Update the entries beginning at the line that contains "instance: [(209, 169)]" and stopping after the line that contains "[(122, 195), (233, 134), (189, 127), (148, 156)]": replace "flower center" with "blossom center" and leave all else unchanged. Reproduce only those lines, and leave the pictures out.

> [DATA SHOWN]:
** BEGIN **

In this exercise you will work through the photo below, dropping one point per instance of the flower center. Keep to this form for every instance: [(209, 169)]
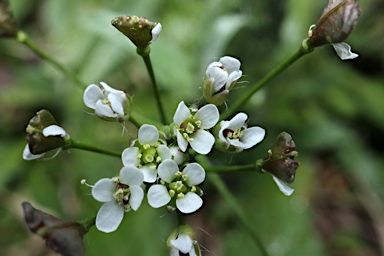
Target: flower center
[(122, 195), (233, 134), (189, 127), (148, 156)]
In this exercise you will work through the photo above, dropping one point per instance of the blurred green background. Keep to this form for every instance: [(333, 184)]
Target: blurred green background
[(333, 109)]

** END **
** BEGIN **

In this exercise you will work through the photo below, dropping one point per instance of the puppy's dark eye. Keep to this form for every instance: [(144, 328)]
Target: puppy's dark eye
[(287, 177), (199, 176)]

** END **

> [RESPONSE TO THE EXERCISE]:
In this exercise you will work through the photo below, dropping one point per instance of the blossom center. Keep to this form for every instance: [(209, 169)]
Target: blossom center
[(122, 195), (233, 134), (189, 127), (148, 156)]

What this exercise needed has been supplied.